DIRECTIONS: Without including the pictures, copy out every line below.
(TASK INPUT begins)
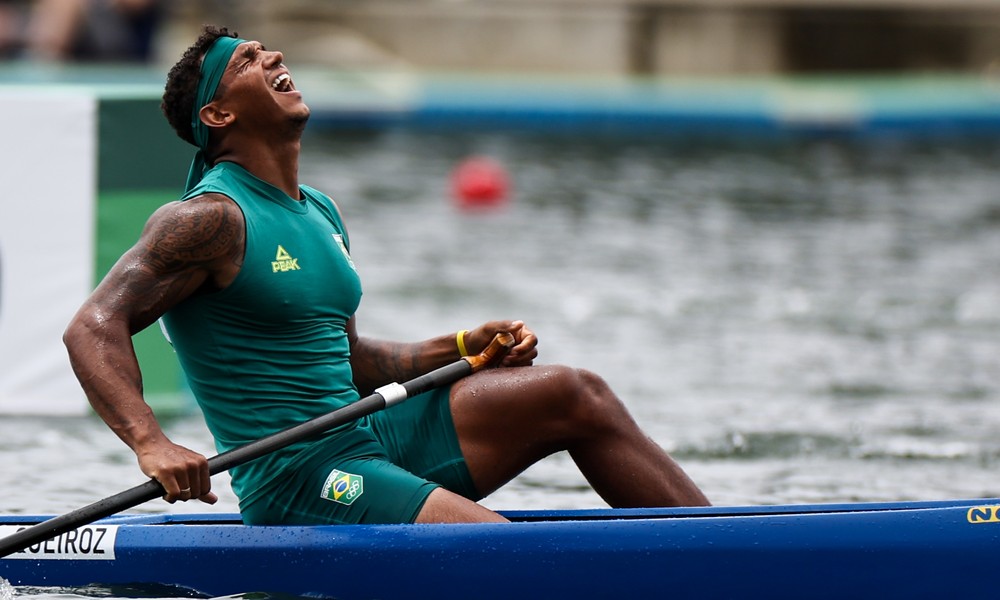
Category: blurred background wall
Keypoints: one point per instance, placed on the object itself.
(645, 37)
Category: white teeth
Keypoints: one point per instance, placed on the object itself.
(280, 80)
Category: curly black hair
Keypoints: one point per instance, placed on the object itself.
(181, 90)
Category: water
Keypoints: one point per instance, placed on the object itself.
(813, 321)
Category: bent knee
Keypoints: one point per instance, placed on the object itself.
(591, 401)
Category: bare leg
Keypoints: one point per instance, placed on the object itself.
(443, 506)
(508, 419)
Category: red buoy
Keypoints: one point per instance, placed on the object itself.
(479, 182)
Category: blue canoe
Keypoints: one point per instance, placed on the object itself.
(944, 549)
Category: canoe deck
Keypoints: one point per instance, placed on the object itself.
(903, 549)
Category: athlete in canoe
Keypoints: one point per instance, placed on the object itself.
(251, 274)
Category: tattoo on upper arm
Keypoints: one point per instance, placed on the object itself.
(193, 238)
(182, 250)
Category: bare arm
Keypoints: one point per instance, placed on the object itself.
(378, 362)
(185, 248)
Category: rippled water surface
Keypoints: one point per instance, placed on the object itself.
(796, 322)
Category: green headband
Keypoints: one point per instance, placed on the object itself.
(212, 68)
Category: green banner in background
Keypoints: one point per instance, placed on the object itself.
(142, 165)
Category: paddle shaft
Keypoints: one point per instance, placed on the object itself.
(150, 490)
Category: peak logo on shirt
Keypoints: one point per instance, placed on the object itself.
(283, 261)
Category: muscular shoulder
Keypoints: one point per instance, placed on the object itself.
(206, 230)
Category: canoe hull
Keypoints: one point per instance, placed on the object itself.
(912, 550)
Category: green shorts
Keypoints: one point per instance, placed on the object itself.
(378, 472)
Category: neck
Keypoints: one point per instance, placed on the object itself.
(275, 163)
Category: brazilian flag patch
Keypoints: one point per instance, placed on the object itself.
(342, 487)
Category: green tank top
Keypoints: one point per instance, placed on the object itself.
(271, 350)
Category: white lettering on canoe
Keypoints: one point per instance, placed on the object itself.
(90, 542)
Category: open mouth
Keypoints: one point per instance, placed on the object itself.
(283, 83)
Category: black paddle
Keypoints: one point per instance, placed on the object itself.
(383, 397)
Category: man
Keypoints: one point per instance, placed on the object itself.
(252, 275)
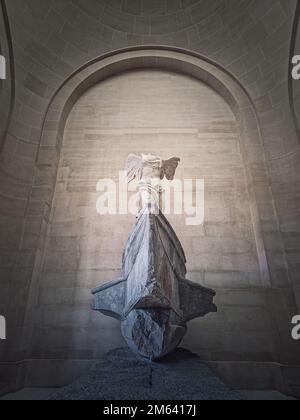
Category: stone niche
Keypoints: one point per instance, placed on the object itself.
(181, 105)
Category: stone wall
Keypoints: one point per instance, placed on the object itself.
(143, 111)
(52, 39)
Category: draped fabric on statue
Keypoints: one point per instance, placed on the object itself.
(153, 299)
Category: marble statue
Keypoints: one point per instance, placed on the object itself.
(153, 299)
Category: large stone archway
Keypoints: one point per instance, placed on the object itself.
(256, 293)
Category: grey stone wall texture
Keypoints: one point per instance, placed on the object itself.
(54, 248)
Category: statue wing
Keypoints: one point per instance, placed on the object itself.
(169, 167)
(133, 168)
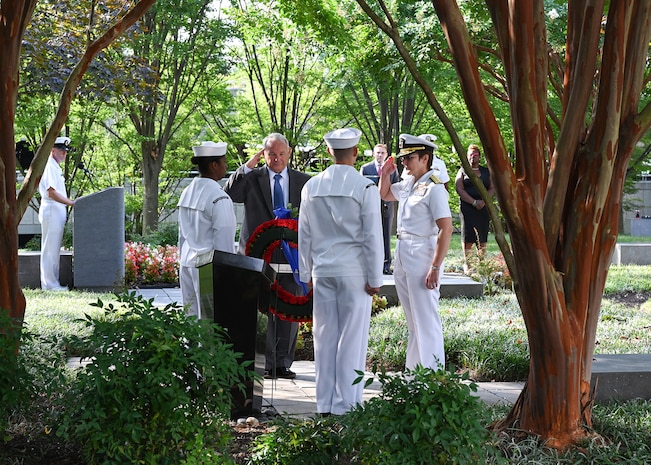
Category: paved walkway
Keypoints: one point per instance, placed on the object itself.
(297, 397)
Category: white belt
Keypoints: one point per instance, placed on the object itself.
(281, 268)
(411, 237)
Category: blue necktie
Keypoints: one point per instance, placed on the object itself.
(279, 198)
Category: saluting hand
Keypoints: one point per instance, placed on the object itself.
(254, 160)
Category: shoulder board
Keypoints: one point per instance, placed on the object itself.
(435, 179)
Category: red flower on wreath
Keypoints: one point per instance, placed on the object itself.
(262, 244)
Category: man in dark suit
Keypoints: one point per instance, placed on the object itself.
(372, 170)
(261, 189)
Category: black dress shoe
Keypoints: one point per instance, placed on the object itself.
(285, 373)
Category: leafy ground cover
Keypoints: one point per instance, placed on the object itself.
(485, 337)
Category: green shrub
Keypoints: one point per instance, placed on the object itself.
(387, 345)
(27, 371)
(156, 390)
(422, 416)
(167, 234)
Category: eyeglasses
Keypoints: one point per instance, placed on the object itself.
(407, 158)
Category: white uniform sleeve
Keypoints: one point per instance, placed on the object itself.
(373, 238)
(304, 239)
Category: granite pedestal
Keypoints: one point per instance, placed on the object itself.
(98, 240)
(TASK INPUT ends)
EXPECTED ANSWER:
Category: blurred background wall
Keypoints: one point per instance, placed on the object itself.
(645, 37)
Category: white teeth
Keypoints: one point per instance, placed on the object itself.
(280, 80)
Category: curly black hair
Keypoints: one point per instance, placed on the object itself.
(181, 90)
Category: water
Keypoints: one point per instance, placed on the object itself.
(813, 321)
Category: bent knee
Keypoints: one point per instance, placed on the object itself.
(591, 401)
Category: bare leg
Keypoints: one point per instance, placed on the object itself.
(443, 506)
(508, 419)
Category: red buoy
Keypoints: one point per instance, placed on the object itself.
(479, 182)
Category: blue canoe
Keypoints: one point per instance, placed on the object itself.
(944, 549)
Category: canoe deck
Keypoints: one point per instance, placed on the object itself.
(903, 549)
Category: athlete in canoe
Keypoints: one point per instance, placed on the object itself.
(251, 274)
Category: tattoo on upper arm
Keypoints: one point per instance, placed on the object itself.
(193, 238)
(182, 250)
Category: bare arm
Keypoints: one point per instance, placed on the object itself.
(378, 362)
(185, 248)
Category: rippled water surface
Keypoints: one point per instance, placed on the object itself.
(796, 322)
Category: green headband
Keypoints: one point per instance, placed on the object itself.
(212, 68)
Category: green banner in background
Keypoints: one point per instance, placed on the object itself.
(142, 165)
Category: paddle shaft
Keypoints: one point per instance, placed on the object itself.
(150, 490)
Category: peak logo on shirt
Keypoints: one point per instance, placed on the object itself.
(283, 261)
Category: muscular shoulder
Keypoints: one point per instance, placed on the object itself.
(206, 230)
Category: canoe hull
Keypoints: one point per instance, placed on the object itself.
(912, 550)
Category: green shorts
Keypoints: one point per instance, placed on the object itself.
(378, 472)
Category: neck
Keypoints: one point per instance, placed on the object itself.
(275, 163)
Category: brazilian flag patch
Keypoints: one point per instance, placed on the object itself.
(342, 487)
Category: green tank top
Keypoints: one point per instance, placed on the object itself.
(271, 350)
Category: white lettering on canoe
Keypoints: one point per instance, placed on the object itself.
(90, 542)
Category: open mouth
Keypoints: one point per instance, placed on the object itself.
(283, 83)
Category: black paddle
Keypoints: one point per instance, placed on the object itself.
(383, 397)
Category: man
Keypoints: one point per instance, placed on the object itself.
(252, 275)
Category: stone niche
Keypoints: one point per instance, placed on the object itself.
(181, 105)
Category: stone wall
Keypoints: one point per instance, placed on the object itself.
(143, 111)
(52, 39)
Category: draped fabric on statue
Keypoints: one point per instance, placed on the object itself.
(153, 299)
Category: marble statue
Keypoints: one point per instance, placed on the object itself.
(153, 299)
Category: large stone archway
Keypoints: one point per instance, placed on the object itself.
(256, 293)
Category: grey stone wall texture
Keypoints: one point per instance, placed on the object itself.
(54, 248)
Category: statue wing
Keypoints: one point per instance, placed on the object itself.
(169, 167)
(133, 168)
Category: paved walkway
Keypoints: one point per instance, placed on the object itself.
(297, 397)
Category: white belt
Keypoints: one point per instance, placed on the object itself.
(281, 268)
(411, 237)
Category: blue necktie
Keypoints: one point per instance, placed on the object itself.
(279, 198)
Category: saluting hand
Keypoints: one point per instance, placed on the object itself.
(254, 160)
Category: shoulder board
Keypoints: one point per instance, placed on the object itself.
(435, 179)
Category: red flower on wreath
Keypoints: one point per instance, placed on the object itself.
(262, 244)
Category: man in dark suit
Keypoints: one point per instance, placed on the object itself.
(372, 170)
(261, 189)
Category: black dress shoe
Keypoints: one point per instance, placed on the object itself.
(285, 373)
Category: leafy ground cover
Keypoints: one point per instance, placed on the object itself.
(485, 337)
Category: green shrub
Keypoints: one point per instance, placed on the object itself.
(387, 345)
(27, 371)
(156, 390)
(422, 416)
(167, 234)
Category: eyeglasses
Keypoints: one point per instance, placed on the object itself.
(407, 158)
Category: white uniform sleeve
Keypoints: one point per instance, placed on the object itself.
(373, 238)
(304, 239)
Category: granite pedestal
Keypoints: one point per instance, placed on the object itself.
(98, 240)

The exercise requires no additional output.